| WHAT NEEDS TO BE DONE |
Filter the lines below and copy out each one that contains the word "fold".

| Entries from a collection |
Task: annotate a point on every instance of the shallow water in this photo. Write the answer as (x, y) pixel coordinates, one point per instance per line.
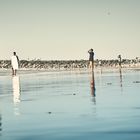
(59, 105)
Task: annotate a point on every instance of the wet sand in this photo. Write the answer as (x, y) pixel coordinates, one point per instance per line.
(59, 105)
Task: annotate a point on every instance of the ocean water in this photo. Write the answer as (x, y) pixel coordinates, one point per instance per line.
(42, 105)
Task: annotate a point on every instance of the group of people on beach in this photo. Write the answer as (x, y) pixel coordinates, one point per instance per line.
(15, 61)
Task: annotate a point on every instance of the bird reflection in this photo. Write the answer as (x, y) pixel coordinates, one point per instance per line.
(16, 89)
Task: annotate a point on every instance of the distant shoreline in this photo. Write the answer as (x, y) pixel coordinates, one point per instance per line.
(69, 64)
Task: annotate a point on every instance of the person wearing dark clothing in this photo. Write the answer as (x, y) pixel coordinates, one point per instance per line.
(91, 58)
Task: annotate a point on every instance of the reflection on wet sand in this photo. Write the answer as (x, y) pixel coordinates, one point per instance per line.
(0, 124)
(120, 77)
(92, 83)
(16, 89)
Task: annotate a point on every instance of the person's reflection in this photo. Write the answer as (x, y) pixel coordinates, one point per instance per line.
(92, 87)
(120, 71)
(16, 89)
(0, 124)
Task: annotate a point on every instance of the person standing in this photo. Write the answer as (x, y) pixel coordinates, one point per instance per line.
(91, 58)
(14, 63)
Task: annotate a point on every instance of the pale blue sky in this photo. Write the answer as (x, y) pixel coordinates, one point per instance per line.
(66, 29)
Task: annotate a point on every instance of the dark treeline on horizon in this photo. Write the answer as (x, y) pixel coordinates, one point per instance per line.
(66, 64)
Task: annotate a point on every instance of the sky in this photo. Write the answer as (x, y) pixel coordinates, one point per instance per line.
(67, 29)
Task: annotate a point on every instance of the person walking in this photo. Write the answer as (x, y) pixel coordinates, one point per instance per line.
(91, 58)
(14, 63)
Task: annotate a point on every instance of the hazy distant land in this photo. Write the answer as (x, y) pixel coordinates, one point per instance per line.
(70, 64)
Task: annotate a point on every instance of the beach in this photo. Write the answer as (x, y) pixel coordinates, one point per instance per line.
(58, 105)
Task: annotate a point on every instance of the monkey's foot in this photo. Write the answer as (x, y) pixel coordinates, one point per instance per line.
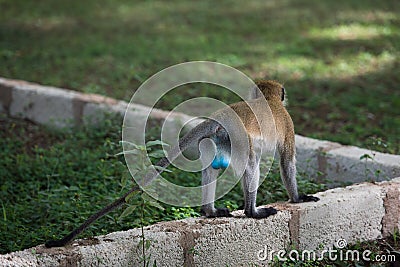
(307, 198)
(261, 213)
(219, 212)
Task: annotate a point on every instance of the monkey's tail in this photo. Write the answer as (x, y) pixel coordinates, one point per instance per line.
(202, 130)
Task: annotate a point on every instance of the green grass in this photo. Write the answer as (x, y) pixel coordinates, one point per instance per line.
(51, 181)
(339, 59)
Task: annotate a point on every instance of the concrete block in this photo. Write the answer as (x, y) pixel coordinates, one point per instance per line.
(189, 242)
(353, 213)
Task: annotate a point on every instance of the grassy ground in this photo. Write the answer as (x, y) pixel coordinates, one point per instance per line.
(339, 59)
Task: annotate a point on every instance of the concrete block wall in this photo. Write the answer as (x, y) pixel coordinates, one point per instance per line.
(356, 213)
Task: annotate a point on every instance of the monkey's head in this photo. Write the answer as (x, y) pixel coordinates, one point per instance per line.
(270, 89)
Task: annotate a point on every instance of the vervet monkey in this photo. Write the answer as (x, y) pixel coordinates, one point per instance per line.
(258, 129)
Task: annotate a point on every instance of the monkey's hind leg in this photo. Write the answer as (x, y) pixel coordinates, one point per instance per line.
(250, 182)
(209, 183)
(288, 174)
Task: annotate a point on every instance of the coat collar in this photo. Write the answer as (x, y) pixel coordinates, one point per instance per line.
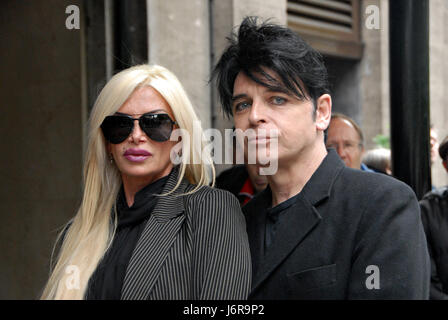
(296, 224)
(319, 186)
(155, 241)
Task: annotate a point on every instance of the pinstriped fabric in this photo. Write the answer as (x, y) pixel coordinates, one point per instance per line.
(193, 247)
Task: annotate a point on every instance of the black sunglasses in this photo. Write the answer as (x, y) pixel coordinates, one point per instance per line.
(157, 126)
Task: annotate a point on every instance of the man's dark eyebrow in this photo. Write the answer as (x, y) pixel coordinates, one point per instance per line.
(239, 96)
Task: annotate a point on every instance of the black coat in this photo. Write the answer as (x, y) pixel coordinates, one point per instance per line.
(344, 222)
(434, 207)
(193, 247)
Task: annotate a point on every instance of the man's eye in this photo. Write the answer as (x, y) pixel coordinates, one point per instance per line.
(241, 106)
(278, 100)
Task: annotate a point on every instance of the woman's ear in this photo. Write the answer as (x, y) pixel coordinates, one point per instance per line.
(323, 112)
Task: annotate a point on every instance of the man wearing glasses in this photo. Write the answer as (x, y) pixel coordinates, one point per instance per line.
(346, 137)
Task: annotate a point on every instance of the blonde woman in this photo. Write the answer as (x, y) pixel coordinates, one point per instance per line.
(147, 228)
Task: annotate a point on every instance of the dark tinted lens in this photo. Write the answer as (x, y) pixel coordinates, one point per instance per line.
(117, 128)
(158, 127)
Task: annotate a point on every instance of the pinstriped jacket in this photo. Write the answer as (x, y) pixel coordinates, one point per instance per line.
(193, 247)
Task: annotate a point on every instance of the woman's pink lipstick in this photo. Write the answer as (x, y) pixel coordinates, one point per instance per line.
(136, 155)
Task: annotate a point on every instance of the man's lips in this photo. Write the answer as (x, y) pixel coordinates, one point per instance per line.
(136, 155)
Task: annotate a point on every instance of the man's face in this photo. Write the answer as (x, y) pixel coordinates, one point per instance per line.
(259, 108)
(343, 137)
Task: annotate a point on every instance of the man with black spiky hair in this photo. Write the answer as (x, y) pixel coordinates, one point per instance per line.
(320, 230)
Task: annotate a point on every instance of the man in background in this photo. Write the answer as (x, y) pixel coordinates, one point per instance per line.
(347, 138)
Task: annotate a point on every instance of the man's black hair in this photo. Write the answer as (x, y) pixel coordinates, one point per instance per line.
(257, 48)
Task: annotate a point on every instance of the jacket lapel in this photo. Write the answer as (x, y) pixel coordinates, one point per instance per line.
(296, 223)
(155, 241)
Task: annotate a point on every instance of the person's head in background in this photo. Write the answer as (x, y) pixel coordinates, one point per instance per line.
(443, 152)
(259, 182)
(346, 137)
(434, 144)
(379, 160)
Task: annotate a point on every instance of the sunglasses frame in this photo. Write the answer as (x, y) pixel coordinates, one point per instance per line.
(132, 120)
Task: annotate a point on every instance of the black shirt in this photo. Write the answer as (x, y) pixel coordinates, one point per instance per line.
(107, 280)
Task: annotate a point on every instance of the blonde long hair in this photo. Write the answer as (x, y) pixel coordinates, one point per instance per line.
(92, 229)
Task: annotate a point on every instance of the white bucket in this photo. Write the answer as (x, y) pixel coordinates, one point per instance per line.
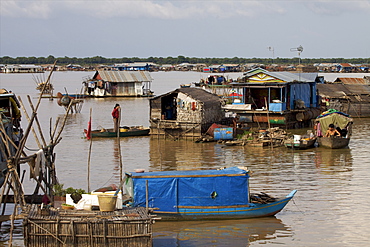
(296, 138)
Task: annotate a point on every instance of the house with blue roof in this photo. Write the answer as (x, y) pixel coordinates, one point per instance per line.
(275, 97)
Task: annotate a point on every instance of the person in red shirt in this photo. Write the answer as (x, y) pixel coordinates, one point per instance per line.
(115, 115)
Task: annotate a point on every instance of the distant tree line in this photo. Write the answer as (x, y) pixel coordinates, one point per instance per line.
(93, 61)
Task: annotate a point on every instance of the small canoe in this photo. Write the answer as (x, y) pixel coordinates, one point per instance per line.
(334, 142)
(124, 132)
(300, 144)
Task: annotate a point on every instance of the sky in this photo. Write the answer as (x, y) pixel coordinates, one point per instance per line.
(190, 28)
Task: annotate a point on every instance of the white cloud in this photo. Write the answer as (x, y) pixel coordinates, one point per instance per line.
(169, 10)
(26, 9)
(175, 9)
(338, 7)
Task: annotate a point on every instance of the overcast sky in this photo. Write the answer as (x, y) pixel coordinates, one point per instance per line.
(208, 28)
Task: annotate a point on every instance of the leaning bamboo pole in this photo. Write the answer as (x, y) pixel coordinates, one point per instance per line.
(89, 157)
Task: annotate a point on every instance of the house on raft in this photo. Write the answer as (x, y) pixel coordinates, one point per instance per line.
(263, 98)
(184, 113)
(106, 83)
(348, 95)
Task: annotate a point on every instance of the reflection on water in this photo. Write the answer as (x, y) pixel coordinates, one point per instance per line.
(219, 233)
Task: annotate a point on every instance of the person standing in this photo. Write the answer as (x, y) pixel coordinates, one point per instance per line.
(115, 115)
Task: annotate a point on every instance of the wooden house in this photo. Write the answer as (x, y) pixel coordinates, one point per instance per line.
(275, 98)
(348, 95)
(119, 83)
(184, 112)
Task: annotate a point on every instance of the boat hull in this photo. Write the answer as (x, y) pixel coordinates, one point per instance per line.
(252, 210)
(302, 144)
(333, 142)
(109, 133)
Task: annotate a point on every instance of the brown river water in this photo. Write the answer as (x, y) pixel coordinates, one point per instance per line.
(331, 207)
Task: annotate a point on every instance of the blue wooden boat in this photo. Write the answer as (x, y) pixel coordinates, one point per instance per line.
(200, 194)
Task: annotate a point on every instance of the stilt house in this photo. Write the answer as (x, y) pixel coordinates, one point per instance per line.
(277, 98)
(119, 83)
(348, 95)
(184, 112)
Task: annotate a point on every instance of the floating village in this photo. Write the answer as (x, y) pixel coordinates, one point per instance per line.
(257, 109)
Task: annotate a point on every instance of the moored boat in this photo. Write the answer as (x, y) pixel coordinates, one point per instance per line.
(201, 194)
(124, 132)
(333, 142)
(343, 123)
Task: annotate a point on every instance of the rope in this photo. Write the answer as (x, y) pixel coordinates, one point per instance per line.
(31, 149)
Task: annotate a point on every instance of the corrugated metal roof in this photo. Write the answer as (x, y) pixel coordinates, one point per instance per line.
(333, 90)
(354, 93)
(124, 76)
(285, 76)
(351, 80)
(359, 89)
(198, 94)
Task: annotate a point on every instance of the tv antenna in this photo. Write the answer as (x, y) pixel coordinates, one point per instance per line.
(299, 49)
(271, 49)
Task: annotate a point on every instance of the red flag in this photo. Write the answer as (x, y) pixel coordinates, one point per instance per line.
(88, 133)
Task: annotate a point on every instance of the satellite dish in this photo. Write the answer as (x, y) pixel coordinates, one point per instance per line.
(299, 49)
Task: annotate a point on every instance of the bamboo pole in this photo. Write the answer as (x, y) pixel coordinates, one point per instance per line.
(28, 118)
(37, 121)
(119, 149)
(88, 160)
(64, 122)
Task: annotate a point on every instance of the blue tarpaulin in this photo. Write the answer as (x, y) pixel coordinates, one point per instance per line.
(170, 189)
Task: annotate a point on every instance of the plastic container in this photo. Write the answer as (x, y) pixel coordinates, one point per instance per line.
(107, 203)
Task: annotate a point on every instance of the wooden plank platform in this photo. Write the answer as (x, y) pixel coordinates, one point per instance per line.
(127, 227)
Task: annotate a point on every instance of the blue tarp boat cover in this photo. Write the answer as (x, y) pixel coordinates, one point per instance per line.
(170, 189)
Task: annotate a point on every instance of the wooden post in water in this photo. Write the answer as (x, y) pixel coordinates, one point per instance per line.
(119, 150)
(88, 160)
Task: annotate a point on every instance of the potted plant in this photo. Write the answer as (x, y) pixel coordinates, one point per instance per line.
(76, 194)
(59, 195)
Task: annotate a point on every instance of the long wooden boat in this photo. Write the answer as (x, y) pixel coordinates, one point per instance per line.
(201, 194)
(304, 143)
(333, 142)
(124, 132)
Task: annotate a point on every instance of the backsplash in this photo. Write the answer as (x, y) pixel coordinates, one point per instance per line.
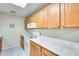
(65, 34)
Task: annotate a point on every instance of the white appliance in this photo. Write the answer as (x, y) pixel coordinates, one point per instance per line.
(31, 25)
(27, 45)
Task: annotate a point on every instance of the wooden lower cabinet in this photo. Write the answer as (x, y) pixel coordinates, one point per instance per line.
(46, 52)
(37, 50)
(22, 41)
(0, 43)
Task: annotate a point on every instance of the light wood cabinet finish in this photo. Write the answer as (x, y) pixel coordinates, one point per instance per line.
(64, 15)
(46, 52)
(37, 50)
(71, 15)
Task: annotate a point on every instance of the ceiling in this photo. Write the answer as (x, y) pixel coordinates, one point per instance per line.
(18, 11)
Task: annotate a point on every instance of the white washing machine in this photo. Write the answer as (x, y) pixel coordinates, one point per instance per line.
(27, 45)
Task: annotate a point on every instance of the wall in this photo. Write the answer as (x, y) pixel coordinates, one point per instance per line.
(70, 34)
(11, 36)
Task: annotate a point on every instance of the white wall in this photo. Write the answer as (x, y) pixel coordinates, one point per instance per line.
(11, 36)
(70, 34)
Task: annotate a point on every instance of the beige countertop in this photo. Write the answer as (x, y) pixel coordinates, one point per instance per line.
(58, 46)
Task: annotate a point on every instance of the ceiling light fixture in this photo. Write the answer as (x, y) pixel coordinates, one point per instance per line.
(22, 5)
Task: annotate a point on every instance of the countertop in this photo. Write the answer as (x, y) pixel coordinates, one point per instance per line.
(58, 46)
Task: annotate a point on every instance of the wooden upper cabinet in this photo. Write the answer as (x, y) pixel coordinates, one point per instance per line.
(44, 17)
(27, 21)
(54, 16)
(37, 19)
(71, 15)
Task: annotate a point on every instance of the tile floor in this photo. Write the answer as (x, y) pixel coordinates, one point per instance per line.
(17, 51)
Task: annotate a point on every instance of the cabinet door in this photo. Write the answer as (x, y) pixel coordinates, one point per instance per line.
(54, 16)
(71, 16)
(36, 19)
(44, 17)
(27, 21)
(46, 52)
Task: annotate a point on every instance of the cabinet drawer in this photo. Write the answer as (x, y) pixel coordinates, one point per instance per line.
(46, 52)
(36, 45)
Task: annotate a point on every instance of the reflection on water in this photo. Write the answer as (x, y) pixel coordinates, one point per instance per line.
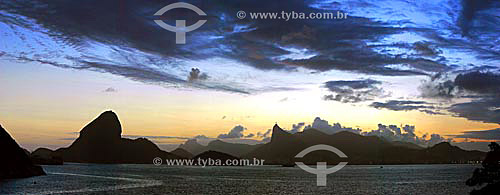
(144, 179)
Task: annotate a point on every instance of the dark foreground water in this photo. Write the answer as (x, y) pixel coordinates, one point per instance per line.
(150, 179)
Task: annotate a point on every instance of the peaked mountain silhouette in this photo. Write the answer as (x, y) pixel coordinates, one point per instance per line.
(101, 142)
(359, 149)
(234, 149)
(15, 162)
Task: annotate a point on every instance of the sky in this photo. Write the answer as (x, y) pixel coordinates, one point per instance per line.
(422, 72)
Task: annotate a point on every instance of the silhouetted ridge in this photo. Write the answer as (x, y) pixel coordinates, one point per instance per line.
(105, 127)
(278, 133)
(100, 142)
(234, 149)
(182, 153)
(45, 156)
(15, 163)
(359, 149)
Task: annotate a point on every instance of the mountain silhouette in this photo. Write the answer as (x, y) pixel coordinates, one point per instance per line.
(193, 147)
(101, 142)
(15, 162)
(215, 155)
(45, 156)
(234, 149)
(359, 149)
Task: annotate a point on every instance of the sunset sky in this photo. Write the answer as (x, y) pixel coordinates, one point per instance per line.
(429, 64)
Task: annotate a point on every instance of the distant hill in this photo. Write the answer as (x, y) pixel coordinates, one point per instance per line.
(15, 163)
(44, 156)
(359, 149)
(234, 149)
(101, 142)
(193, 147)
(215, 155)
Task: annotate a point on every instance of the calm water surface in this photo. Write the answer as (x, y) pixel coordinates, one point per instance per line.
(150, 179)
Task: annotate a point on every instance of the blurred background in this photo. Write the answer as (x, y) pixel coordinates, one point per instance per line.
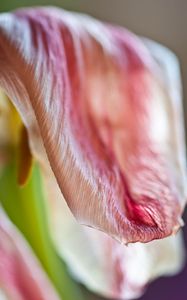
(163, 21)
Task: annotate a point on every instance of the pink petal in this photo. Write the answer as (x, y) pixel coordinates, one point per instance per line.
(102, 264)
(106, 118)
(21, 275)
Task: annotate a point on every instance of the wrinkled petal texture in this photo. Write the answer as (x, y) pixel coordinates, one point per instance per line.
(111, 126)
(102, 264)
(21, 276)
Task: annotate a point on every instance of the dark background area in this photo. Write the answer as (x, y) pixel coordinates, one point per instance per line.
(164, 21)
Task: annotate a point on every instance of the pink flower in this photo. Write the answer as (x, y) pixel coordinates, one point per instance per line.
(106, 108)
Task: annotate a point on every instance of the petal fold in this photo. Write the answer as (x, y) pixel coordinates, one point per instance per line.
(98, 98)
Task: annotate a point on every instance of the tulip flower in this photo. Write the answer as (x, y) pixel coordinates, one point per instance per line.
(97, 115)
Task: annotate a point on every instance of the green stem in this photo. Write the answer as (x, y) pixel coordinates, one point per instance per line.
(26, 208)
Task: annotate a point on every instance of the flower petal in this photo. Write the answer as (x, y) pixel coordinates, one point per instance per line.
(95, 94)
(21, 276)
(105, 266)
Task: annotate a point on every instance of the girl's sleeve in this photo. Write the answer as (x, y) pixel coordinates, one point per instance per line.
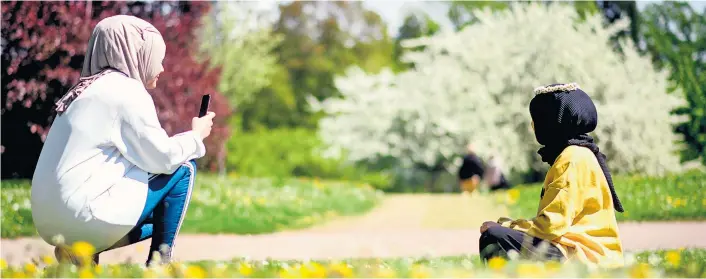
(557, 208)
(139, 136)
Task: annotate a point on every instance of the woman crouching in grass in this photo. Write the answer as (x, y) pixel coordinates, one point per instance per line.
(576, 216)
(108, 174)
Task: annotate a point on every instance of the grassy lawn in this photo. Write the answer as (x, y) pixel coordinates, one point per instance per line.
(231, 205)
(673, 197)
(690, 263)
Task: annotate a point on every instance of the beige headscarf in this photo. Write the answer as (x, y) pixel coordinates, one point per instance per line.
(121, 43)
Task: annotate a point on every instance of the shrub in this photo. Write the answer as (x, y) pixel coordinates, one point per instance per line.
(292, 152)
(476, 84)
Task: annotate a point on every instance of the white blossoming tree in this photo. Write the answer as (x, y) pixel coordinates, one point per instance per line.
(476, 85)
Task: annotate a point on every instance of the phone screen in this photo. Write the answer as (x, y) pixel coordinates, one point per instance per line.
(205, 102)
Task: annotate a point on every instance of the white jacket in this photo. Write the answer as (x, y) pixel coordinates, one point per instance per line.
(91, 179)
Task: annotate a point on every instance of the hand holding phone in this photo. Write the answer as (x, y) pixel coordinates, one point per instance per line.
(203, 123)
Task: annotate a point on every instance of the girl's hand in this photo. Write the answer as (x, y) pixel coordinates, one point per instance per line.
(203, 125)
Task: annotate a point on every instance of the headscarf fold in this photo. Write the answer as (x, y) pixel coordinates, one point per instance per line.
(563, 115)
(120, 43)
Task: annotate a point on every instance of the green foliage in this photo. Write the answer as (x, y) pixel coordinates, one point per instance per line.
(319, 40)
(252, 206)
(675, 35)
(689, 263)
(292, 152)
(232, 205)
(16, 219)
(672, 197)
(414, 26)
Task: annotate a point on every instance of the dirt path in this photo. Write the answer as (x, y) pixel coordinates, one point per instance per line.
(403, 225)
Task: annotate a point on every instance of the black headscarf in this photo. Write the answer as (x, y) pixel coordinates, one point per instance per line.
(563, 115)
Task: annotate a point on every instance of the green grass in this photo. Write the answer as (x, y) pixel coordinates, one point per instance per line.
(230, 205)
(690, 263)
(673, 197)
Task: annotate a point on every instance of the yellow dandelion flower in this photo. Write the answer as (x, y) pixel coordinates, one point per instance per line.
(86, 273)
(552, 266)
(245, 269)
(98, 269)
(115, 271)
(673, 258)
(313, 270)
(194, 271)
(641, 270)
(247, 201)
(149, 273)
(497, 263)
(385, 273)
(419, 271)
(48, 260)
(342, 269)
(287, 273)
(318, 183)
(30, 268)
(83, 249)
(529, 270)
(513, 195)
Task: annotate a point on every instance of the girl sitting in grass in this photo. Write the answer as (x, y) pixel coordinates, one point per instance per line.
(576, 215)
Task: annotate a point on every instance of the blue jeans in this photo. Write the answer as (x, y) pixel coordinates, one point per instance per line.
(167, 200)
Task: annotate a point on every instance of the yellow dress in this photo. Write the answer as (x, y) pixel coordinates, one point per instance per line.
(576, 212)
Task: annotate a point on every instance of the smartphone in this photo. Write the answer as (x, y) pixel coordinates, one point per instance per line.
(205, 103)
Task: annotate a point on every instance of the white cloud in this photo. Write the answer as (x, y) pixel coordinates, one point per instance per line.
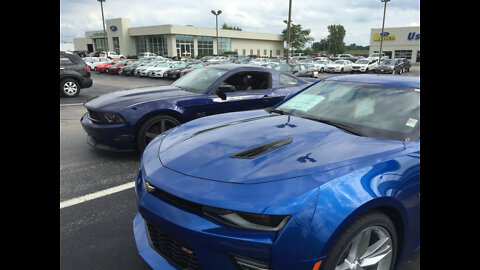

| WRITTEN REPLY |
Task: annotate a point on every instance of the petal fold in this photo. Write the answer as (x, y) pixel coordinates, one point per instance per line.
Task: annotate a point on every instance of the headscarf fold in this photo. Write the answer as (x, y) pixel coordinates, one point per instance per line.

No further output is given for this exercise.